— start of DOCUMENT SECTION —

By leaving the EU, Britain will no longer be part of a greater movement to help out these other countries. From a social justice perspective, this means that Britain now has more opportunity to act selfishly and put its own wants above the needs of other places, including areas within the country itself.
To date, no country who has been admitted into the EU has since left. If Brexit goes ahead, Britain will be the first, and social justice within Britain will suffer as a result. British people will have less opportunity to visit other countries and learn about different cultures, while more licence could well be given for racism and bigotry towards immigrants and people of color living within the country. The rights of women, the poor, and other minorities will fall under the mercy of a political party that has historically proven itself to not consider the rights of the people it governs as a particularly high priority. And Britain will no longer be required to provide assistance and aid to other countries as a member of the EU, making for a society that inadvertently encourages its residents to look after its own desires before considering the needs of the less fortunate.

— end of DOCUMENT SECTION —

WRITTEN REQUEST A => What is the Spanish translation of this sentence from the Brexit passage: "To date, no country who has been admitted into the EU has since left."?
The text and the records have no connection to each other.

— start of RECORDS SUPPLIED —

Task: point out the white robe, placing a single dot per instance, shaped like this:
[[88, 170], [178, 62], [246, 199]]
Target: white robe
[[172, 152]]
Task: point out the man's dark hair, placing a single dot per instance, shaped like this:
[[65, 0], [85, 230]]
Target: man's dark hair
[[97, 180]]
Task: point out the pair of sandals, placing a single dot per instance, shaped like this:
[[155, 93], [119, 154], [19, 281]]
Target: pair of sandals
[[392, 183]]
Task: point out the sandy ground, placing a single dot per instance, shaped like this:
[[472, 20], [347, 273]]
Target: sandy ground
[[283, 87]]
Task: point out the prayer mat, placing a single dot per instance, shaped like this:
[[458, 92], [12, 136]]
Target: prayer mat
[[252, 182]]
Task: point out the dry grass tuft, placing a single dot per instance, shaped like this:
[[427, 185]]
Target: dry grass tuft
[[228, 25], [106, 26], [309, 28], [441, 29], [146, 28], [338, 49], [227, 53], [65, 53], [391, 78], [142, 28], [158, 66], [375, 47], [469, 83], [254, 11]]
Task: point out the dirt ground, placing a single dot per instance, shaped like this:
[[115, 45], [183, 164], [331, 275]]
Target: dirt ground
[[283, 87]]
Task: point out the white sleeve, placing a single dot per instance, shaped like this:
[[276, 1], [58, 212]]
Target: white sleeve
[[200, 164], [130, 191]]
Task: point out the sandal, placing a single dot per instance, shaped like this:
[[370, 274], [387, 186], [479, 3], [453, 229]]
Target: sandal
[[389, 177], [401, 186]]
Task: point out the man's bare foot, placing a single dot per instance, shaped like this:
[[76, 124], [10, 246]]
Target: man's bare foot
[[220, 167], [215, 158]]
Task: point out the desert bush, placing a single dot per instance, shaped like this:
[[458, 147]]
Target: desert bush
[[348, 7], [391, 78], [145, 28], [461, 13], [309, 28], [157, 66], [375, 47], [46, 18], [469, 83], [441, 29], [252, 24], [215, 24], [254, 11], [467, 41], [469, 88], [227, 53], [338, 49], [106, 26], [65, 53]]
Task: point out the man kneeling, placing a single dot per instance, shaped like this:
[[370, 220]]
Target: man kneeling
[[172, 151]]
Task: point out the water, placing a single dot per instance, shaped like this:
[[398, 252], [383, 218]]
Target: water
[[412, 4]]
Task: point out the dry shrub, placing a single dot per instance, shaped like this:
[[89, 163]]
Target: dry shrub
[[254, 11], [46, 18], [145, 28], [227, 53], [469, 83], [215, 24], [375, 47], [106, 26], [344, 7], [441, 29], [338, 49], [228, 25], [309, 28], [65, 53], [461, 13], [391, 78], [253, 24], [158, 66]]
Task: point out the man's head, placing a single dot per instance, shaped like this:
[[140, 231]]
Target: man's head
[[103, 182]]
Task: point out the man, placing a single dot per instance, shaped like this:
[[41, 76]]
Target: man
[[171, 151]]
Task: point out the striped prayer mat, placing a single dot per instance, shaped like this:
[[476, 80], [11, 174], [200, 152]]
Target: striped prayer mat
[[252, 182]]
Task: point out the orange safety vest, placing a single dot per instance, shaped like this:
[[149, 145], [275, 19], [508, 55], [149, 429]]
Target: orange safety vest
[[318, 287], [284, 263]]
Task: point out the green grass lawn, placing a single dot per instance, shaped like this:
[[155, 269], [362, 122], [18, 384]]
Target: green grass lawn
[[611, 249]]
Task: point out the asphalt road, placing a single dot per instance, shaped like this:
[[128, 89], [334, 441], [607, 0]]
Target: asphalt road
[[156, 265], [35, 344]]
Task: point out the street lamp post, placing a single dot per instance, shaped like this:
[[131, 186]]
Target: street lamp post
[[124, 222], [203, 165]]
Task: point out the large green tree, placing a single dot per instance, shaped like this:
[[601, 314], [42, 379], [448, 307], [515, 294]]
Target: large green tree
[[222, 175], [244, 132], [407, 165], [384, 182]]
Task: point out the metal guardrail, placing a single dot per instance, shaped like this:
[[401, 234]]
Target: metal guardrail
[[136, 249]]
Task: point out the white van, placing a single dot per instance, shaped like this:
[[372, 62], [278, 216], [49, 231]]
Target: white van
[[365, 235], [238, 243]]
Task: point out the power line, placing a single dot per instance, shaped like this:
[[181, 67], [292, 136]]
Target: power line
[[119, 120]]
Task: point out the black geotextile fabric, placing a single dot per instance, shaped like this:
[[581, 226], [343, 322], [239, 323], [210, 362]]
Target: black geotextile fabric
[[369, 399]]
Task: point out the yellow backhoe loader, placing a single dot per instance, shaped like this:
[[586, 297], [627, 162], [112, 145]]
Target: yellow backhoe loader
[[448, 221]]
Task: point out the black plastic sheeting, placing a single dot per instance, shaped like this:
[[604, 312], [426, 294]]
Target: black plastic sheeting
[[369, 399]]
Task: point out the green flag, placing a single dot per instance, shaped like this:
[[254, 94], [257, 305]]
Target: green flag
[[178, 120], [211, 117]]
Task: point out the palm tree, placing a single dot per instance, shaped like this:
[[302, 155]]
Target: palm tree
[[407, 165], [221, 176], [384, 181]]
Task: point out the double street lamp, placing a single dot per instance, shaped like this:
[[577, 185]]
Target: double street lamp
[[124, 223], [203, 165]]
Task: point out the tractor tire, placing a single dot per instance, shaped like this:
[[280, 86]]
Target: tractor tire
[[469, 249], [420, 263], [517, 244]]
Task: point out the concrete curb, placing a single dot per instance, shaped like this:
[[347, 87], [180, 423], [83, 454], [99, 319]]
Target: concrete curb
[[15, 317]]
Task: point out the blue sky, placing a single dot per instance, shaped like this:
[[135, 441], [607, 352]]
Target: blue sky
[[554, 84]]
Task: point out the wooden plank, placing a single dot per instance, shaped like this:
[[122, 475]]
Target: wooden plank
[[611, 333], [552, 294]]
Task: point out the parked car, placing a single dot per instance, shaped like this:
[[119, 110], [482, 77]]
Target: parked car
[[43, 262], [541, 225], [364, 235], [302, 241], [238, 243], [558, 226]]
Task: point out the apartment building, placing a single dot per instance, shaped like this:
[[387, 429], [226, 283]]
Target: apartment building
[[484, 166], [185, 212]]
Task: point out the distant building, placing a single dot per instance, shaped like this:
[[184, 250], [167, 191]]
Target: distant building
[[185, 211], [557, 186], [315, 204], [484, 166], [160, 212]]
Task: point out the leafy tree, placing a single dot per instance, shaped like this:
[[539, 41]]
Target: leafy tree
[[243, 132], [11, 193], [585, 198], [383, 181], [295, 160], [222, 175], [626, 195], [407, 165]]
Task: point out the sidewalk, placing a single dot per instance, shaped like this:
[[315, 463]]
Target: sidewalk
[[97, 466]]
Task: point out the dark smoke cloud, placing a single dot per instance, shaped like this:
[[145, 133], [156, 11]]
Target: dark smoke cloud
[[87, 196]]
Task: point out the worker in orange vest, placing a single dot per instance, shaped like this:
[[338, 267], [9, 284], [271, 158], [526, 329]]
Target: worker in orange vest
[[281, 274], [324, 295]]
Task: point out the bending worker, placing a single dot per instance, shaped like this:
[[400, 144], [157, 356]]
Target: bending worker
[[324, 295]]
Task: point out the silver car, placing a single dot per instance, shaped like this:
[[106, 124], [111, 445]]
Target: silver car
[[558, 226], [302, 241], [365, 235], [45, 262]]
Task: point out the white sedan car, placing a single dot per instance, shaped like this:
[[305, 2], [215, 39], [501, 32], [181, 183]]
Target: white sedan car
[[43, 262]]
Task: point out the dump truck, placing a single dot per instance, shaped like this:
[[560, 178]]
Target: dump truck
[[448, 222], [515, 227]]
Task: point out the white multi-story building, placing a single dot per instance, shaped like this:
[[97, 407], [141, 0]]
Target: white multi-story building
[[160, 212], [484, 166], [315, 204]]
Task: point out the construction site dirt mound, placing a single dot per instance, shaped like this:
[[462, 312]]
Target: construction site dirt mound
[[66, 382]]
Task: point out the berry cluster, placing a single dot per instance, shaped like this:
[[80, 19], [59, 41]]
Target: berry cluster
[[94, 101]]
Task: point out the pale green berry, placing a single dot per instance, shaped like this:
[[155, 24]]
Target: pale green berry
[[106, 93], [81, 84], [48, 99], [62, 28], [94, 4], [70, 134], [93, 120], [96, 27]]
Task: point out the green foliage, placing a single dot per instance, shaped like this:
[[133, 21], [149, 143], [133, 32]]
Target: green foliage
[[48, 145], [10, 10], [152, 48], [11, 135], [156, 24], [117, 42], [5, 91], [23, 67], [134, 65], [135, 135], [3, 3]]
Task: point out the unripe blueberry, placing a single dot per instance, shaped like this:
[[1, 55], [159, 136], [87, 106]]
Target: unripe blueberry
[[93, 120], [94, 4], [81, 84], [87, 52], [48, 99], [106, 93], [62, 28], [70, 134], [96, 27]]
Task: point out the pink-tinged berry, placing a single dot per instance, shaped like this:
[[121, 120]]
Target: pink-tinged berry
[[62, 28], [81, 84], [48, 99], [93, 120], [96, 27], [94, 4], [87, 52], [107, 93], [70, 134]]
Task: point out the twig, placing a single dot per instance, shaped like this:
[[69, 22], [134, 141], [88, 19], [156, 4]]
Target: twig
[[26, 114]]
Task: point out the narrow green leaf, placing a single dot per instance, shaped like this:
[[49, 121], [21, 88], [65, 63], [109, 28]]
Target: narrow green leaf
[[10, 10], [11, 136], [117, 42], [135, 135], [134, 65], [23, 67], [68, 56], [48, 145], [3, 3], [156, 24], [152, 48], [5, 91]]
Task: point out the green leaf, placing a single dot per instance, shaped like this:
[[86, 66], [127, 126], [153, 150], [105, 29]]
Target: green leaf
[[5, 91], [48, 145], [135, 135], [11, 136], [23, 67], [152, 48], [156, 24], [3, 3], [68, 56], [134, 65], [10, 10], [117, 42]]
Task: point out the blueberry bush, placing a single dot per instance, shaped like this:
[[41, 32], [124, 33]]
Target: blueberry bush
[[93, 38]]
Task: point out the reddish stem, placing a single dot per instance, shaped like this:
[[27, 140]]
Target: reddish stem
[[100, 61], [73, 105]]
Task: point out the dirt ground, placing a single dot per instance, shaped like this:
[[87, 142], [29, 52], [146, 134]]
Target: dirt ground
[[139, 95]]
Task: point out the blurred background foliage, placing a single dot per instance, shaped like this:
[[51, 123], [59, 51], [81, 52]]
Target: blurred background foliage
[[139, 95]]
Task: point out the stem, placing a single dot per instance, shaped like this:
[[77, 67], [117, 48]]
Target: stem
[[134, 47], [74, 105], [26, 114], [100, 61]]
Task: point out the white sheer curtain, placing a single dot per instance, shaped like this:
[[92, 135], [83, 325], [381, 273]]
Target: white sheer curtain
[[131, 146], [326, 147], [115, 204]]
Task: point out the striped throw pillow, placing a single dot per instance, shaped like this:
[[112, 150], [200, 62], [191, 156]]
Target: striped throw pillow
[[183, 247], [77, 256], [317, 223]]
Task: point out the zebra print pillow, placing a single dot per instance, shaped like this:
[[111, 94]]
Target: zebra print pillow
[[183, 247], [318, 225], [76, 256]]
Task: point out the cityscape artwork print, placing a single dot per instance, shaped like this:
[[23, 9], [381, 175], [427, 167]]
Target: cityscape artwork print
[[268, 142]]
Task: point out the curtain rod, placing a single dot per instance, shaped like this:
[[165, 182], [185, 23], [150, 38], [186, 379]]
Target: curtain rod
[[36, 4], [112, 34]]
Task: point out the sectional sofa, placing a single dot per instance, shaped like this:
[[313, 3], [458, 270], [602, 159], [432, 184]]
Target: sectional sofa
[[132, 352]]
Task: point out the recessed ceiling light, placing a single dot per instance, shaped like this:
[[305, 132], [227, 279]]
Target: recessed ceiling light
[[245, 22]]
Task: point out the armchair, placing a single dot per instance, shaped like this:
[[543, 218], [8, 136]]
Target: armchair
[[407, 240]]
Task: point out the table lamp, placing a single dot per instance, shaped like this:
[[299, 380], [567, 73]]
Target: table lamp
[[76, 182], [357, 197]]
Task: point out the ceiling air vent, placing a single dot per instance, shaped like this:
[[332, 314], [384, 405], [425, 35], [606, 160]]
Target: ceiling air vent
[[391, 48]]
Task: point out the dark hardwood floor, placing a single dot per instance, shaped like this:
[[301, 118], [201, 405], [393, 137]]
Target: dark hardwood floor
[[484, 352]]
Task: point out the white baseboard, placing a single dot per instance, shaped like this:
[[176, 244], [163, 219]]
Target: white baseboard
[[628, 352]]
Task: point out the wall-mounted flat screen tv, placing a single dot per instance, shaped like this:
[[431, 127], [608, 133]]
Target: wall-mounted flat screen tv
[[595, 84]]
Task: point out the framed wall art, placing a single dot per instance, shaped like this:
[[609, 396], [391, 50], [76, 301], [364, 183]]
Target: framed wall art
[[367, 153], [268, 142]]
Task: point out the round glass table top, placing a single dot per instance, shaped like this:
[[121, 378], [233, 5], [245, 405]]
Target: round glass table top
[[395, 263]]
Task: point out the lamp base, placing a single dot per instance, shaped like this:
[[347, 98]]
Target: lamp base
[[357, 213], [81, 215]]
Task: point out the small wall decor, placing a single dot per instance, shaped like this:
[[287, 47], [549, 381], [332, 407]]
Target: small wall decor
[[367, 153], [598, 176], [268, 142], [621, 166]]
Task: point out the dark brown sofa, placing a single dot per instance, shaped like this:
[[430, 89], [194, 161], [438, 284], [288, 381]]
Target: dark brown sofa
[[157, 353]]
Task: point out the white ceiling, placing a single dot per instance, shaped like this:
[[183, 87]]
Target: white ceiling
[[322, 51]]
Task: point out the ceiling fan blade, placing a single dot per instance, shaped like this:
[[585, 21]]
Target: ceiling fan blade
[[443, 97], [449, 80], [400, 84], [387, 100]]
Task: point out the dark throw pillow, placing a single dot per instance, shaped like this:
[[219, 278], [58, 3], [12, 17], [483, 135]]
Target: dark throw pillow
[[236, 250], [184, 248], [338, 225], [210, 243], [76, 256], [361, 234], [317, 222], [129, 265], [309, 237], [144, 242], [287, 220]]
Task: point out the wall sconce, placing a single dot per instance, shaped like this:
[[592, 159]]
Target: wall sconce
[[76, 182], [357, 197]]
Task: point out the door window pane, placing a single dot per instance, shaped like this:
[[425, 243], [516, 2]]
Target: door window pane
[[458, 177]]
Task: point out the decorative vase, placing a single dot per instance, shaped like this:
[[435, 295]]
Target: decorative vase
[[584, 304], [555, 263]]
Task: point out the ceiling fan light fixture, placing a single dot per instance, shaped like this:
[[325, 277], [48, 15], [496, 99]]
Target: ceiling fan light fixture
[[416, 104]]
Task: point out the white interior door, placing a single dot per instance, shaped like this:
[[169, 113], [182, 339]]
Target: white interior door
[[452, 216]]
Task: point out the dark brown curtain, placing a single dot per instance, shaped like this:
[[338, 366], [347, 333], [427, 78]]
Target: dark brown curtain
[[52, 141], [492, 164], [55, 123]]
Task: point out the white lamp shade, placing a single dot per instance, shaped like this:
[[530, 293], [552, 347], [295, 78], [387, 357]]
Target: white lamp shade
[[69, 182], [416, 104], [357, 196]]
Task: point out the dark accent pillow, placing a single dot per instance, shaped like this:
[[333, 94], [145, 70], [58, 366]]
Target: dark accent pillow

— end of RECORDS SUPPLIED —

WRITTEN REQUEST B => Which lines of the records contain the word "building"? Pick out each one and copy it in full.

EXERCISE OUTPUT A => Hasta la fecha, ningún país que haya sido admitido en la UE la ha abandonado después.

EXERCISE OUTPUT B =>
Task: point out the apartment building, placing a single dot per instance, shaped like this:
Target: apartment building
Task: point out the distant building, placing a single dot per instance, shaped like this:
Target: distant building
Task: point out the white multi-story building, placing a single dot per instance, shaped like this:
Target: white multi-story building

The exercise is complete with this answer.